### To do
Can you copy the rows below verbatim, beginning at the line that contains "Where can you spot the bare" and stopping after the final row?

### Input
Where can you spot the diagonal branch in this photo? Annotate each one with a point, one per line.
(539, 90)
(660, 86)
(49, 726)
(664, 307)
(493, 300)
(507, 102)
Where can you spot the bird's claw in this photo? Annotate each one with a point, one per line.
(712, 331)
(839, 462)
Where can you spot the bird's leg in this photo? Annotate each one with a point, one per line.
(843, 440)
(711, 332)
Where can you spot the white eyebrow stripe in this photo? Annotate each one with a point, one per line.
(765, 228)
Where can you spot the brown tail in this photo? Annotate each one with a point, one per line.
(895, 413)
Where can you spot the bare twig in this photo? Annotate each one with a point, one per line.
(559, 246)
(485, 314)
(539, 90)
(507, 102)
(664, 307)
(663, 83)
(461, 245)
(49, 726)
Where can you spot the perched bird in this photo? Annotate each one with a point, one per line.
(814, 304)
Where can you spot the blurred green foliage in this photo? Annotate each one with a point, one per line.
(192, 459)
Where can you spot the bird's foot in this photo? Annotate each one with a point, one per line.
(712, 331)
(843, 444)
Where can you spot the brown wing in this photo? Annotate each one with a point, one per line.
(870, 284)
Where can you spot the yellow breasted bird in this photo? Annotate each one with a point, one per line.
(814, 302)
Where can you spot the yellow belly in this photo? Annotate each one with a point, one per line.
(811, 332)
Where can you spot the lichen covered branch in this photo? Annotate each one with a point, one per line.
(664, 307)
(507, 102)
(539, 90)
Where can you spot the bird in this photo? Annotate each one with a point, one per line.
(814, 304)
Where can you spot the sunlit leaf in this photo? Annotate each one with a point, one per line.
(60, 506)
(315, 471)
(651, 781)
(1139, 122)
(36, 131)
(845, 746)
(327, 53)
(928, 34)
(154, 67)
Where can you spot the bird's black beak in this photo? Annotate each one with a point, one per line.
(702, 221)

### Task result
Where can you spot the bare twig in this photo? Annotate each one with a point, one per line.
(559, 246)
(485, 314)
(539, 90)
(507, 102)
(664, 307)
(663, 83)
(461, 245)
(49, 726)
Where can you spot the perched bird in this photo? Annotate each one with a point, one per line.
(814, 304)
Where can you spot the blurred green foliage in this photo? Annotate each one with a point, one per line.
(192, 459)
Where can you spot the bird's foot in this photo? Annotate each one with a point, one per line.
(712, 331)
(843, 444)
Where can you spot the brown wing in this photo? Annotate each one with a point, one per line.
(870, 284)
Where can you spot the yellow breasted bird in this photo? Annotate each one with a point, one per line.
(814, 302)
Where can you spot the yellow belly in this photo? Annotate each one with a point, one per line.
(811, 332)
Where can you spot the lichen covered branch in this photo? Annotate each one with a point, one per line.
(664, 307)
(507, 102)
(539, 90)
Where can you spot the bird in this photo? Annotate each one with a point, one per line.
(814, 304)
Where can you spot the sunlit leaf in this photo? Annotate each one with a point, one per line.
(60, 506)
(315, 471)
(651, 781)
(1139, 122)
(36, 131)
(845, 746)
(327, 53)
(928, 34)
(154, 67)
Where can you spot the bird's black beak in this photo? Annotate each one with a point, one per line.
(702, 221)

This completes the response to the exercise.